-- START --
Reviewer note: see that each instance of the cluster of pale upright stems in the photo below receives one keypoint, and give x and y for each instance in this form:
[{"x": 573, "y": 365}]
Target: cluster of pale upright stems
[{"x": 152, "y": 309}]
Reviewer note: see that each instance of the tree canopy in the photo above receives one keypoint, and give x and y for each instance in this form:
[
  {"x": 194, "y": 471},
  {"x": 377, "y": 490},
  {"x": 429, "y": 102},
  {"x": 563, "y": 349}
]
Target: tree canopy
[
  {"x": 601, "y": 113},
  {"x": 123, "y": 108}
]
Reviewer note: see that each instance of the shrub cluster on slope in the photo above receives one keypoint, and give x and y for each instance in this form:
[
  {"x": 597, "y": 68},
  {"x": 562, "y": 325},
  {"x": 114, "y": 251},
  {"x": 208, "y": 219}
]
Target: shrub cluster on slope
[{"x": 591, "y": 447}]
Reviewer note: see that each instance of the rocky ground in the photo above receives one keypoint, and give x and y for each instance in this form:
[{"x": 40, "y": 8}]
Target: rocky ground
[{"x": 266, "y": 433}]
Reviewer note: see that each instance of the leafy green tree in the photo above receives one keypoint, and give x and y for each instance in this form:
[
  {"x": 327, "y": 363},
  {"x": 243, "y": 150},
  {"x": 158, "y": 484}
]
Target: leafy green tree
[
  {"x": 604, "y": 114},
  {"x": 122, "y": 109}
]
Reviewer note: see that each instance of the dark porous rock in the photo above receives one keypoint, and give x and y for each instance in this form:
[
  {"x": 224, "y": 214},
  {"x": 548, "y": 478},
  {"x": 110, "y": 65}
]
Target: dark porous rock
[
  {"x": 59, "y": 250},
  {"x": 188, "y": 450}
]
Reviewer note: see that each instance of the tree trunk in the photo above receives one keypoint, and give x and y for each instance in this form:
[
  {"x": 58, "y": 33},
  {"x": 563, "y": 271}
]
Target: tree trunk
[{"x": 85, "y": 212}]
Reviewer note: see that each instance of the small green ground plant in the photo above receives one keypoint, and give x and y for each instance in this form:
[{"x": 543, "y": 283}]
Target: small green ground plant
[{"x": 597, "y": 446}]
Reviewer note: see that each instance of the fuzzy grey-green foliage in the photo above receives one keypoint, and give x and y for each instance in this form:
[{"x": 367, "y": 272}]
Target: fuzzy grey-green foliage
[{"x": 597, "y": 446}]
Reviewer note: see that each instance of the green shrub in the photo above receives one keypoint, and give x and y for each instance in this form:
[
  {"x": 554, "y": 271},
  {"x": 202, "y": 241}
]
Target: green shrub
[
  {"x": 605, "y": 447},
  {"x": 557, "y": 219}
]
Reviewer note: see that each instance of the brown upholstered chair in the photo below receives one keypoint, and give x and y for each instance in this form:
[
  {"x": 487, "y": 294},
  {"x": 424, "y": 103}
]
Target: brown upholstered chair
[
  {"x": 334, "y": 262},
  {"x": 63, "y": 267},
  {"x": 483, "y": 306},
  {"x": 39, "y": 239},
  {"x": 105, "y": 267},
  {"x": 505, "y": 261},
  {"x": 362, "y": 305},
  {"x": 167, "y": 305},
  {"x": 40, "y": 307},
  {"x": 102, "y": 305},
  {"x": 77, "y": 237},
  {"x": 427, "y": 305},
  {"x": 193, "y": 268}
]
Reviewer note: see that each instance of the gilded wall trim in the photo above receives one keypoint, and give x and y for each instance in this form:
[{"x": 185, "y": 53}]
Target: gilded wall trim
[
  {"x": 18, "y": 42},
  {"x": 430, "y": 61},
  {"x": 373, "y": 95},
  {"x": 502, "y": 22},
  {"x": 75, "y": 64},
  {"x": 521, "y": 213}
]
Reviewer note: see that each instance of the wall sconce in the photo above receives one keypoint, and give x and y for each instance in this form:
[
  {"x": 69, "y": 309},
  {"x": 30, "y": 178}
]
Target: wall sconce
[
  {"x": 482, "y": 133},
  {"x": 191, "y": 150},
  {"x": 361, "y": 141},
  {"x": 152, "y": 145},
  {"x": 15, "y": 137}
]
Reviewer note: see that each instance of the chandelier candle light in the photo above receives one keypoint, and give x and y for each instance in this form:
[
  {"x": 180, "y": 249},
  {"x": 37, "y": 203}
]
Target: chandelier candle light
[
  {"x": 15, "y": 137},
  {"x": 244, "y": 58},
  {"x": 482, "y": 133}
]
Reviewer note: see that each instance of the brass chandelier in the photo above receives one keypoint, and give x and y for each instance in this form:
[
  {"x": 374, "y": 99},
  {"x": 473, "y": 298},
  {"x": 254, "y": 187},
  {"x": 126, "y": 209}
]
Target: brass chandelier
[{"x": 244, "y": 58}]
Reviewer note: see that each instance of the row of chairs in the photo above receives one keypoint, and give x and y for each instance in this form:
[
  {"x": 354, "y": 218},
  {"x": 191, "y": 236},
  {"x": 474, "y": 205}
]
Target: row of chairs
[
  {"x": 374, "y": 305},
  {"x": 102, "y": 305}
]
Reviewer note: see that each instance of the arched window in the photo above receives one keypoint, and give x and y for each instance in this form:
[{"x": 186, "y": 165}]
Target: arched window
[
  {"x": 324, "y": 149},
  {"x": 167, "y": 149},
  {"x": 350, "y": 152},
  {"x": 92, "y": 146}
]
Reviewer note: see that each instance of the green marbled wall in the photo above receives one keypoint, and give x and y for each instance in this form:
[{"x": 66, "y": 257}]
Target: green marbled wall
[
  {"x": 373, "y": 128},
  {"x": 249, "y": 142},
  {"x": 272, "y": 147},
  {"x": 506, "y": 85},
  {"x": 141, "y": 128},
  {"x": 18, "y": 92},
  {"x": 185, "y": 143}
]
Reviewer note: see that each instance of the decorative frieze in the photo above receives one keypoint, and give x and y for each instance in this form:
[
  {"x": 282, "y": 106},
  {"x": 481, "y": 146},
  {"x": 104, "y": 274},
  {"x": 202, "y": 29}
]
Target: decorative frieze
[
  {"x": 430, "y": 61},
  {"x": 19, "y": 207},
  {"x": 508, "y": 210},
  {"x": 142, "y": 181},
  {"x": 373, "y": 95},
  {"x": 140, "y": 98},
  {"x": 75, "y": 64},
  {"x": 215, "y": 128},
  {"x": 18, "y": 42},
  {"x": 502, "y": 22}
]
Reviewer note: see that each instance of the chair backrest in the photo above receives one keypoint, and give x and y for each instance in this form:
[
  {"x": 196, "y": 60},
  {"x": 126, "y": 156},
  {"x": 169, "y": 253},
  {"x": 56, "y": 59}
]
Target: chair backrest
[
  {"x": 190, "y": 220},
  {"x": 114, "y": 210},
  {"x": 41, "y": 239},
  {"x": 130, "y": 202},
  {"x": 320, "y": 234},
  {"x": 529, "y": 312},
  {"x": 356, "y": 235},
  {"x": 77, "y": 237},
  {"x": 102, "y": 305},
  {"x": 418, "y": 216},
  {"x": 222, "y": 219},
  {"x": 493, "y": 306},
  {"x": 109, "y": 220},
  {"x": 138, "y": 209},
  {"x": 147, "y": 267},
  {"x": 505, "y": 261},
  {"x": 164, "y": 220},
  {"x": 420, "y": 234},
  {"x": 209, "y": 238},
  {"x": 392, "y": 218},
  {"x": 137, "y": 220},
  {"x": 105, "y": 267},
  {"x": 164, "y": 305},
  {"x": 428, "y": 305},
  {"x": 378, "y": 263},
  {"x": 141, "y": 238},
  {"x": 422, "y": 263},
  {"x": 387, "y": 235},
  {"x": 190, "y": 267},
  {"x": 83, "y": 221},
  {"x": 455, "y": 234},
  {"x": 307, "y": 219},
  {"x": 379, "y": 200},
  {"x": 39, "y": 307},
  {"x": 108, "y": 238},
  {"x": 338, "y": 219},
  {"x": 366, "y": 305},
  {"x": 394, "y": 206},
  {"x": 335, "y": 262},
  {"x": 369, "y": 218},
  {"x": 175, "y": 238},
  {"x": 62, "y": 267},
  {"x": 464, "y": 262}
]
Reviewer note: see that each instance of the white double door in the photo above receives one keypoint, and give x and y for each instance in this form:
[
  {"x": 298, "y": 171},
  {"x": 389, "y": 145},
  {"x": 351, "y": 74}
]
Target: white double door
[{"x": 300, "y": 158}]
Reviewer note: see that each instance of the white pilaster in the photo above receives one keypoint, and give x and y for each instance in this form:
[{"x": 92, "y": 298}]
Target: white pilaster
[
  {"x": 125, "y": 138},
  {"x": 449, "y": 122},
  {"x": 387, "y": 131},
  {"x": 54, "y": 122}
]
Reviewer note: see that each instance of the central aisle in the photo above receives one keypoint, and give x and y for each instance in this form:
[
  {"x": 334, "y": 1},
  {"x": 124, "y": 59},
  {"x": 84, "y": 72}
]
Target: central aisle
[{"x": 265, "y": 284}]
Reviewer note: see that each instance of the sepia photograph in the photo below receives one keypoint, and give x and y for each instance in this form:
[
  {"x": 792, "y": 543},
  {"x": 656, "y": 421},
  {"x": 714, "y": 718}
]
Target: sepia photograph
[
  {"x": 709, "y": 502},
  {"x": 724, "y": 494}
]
-- END --
### TASK TO COMPLETE
Retype the lines above word for word, from the line holding "Reviewer note: see that each instance of the white pilaster" through the last line, inclusive.

### RESPONSE
Reviewer note: see that each instance of the white pilaster in the photo above receives one keypoint, and give x and y for each instance in this form:
[{"x": 92, "y": 298}]
Target: white pilaster
[
  {"x": 125, "y": 138},
  {"x": 449, "y": 122},
  {"x": 387, "y": 131},
  {"x": 54, "y": 122}
]
Reviewer note: see that each instance of the central aisle in the photo above receives one keypoint, and give x and y for each instance in this form:
[
  {"x": 334, "y": 1},
  {"x": 124, "y": 59},
  {"x": 84, "y": 72}
]
Target: central aisle
[{"x": 265, "y": 284}]
Reviewer note: see that each instance of the sepia photograph in the photo below receives one keypoint, and give x and y for each instance in this form:
[
  {"x": 792, "y": 543},
  {"x": 656, "y": 421},
  {"x": 714, "y": 718}
]
Target: sepia photograph
[
  {"x": 709, "y": 502},
  {"x": 724, "y": 494}
]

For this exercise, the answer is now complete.